Top of Input for this task

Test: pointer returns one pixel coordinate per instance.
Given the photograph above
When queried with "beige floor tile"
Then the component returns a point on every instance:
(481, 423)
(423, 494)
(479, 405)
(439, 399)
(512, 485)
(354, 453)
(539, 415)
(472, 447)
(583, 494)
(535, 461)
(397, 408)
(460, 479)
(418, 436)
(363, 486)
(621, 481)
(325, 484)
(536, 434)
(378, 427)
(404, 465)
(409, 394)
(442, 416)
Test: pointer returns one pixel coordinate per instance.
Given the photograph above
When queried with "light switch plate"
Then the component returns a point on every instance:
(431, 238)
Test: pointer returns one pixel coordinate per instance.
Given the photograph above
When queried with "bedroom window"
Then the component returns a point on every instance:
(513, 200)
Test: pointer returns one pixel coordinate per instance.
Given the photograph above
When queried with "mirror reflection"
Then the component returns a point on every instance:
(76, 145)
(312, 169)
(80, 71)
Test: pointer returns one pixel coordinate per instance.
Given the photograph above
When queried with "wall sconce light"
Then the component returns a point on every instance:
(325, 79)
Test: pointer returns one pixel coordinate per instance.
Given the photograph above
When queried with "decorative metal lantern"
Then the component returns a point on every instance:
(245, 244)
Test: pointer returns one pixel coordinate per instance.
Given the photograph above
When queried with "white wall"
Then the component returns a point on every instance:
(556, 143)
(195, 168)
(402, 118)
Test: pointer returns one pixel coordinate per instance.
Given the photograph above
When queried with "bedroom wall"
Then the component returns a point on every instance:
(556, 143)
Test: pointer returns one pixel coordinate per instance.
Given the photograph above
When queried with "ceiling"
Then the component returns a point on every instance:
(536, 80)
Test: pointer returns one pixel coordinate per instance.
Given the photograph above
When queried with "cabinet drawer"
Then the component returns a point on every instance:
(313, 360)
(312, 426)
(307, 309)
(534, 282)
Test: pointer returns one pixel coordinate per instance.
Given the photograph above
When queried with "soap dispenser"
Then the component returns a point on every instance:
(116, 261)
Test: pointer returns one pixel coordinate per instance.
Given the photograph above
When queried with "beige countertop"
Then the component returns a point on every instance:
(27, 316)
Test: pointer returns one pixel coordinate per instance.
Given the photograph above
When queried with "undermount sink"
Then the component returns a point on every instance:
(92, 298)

Bottom of Input for this task

**Action item:** Where does the string "beige" appear in the records? Copy every line that holds it.

**Solution:**
When queried with "beige floor tile"
When queried with "beige countertop"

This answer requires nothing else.